• **RECORD SET**
-.-.-

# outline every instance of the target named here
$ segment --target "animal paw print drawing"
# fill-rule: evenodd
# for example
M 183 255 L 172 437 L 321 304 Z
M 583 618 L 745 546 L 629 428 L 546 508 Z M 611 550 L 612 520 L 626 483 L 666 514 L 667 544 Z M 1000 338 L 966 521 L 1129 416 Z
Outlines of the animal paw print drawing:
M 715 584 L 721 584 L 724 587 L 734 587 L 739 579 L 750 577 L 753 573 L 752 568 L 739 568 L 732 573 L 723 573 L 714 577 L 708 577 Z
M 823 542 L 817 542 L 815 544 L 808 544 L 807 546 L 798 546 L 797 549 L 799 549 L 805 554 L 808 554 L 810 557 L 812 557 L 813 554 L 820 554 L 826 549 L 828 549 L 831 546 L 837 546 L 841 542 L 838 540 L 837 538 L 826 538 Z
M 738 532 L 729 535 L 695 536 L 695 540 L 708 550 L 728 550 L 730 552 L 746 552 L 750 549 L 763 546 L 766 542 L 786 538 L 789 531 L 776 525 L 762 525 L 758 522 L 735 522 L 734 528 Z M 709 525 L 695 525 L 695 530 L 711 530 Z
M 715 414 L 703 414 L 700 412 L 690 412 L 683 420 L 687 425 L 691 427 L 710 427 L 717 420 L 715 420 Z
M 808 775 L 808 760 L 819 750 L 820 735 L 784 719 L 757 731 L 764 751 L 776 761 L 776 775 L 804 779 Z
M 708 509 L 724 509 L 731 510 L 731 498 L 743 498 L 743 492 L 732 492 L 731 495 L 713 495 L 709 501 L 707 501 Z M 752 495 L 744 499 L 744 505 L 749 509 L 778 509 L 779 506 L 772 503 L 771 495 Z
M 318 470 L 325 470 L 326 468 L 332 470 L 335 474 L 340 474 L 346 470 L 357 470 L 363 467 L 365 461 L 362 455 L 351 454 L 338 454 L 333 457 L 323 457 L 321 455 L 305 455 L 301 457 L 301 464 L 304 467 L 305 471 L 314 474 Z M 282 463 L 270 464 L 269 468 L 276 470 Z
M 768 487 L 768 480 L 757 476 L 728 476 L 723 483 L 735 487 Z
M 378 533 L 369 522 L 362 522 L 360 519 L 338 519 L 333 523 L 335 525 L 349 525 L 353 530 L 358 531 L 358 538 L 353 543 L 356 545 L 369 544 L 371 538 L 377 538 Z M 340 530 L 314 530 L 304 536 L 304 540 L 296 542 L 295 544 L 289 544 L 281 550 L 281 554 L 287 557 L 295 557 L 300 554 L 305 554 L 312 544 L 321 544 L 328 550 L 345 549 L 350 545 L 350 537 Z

-.-.-

• **WHAT TO WORK ON**
Reproduce all of the material above, substituting "paw print sketch" for "animal paw print drawing" wherever it occurs and leaving every other character unchanged.

• **OUTPUT BELOW**
# outline every instance of the target named here
$ segment --target "paw print sketch"
# fill-rule: evenodd
# for example
M 183 255 L 172 437 L 321 304 Z
M 583 618 L 745 546 L 629 428 L 546 508 Z M 611 550 L 612 520 L 626 483 L 666 514 L 667 544 Z M 1000 338 L 966 521 L 1129 416 Z
Outlines of the paw print sketch:
M 715 584 L 721 584 L 724 587 L 734 587 L 739 579 L 750 577 L 753 573 L 752 568 L 739 568 L 732 573 L 723 573 L 714 577 L 708 577 Z
M 823 542 L 817 542 L 815 544 L 808 544 L 807 546 L 798 546 L 797 549 L 799 549 L 805 554 L 808 554 L 810 557 L 812 557 L 813 554 L 820 554 L 826 549 L 828 549 L 831 546 L 837 546 L 841 542 L 838 540 L 837 538 L 826 538 Z
M 738 532 L 729 535 L 695 536 L 695 540 L 708 550 L 728 550 L 730 552 L 746 552 L 750 549 L 763 546 L 766 542 L 786 538 L 789 531 L 776 525 L 762 525 L 758 522 L 735 522 L 734 528 Z M 709 525 L 695 525 L 695 530 L 711 530 Z
M 715 414 L 703 414 L 700 412 L 690 412 L 683 420 L 687 425 L 691 427 L 710 427 L 717 420 L 715 420 Z
M 808 775 L 808 760 L 819 750 L 820 735 L 784 719 L 757 731 L 764 751 L 776 761 L 776 775 L 804 779 Z
M 708 509 L 724 509 L 731 510 L 731 498 L 743 498 L 743 492 L 732 492 L 731 495 L 713 495 L 709 501 L 707 501 Z M 752 495 L 744 499 L 744 505 L 749 509 L 778 509 L 779 506 L 772 503 L 771 495 Z
M 318 470 L 325 470 L 326 468 L 332 470 L 335 474 L 340 474 L 346 470 L 357 470 L 363 467 L 365 461 L 362 455 L 351 454 L 338 454 L 333 457 L 323 457 L 321 455 L 305 455 L 301 457 L 301 464 L 304 467 L 305 471 L 314 474 Z M 282 463 L 270 464 L 269 468 L 276 470 Z
M 768 487 L 768 480 L 757 476 L 728 476 L 723 483 L 735 487 Z
M 378 533 L 369 522 L 362 522 L 360 519 L 338 519 L 333 523 L 335 525 L 349 525 L 353 530 L 358 531 L 358 538 L 353 543 L 356 545 L 369 544 L 371 538 L 377 538 Z M 340 530 L 314 530 L 304 536 L 304 540 L 296 542 L 295 544 L 289 544 L 281 550 L 281 554 L 287 557 L 295 557 L 300 554 L 305 554 L 312 544 L 321 544 L 328 550 L 345 549 L 350 545 L 350 537 Z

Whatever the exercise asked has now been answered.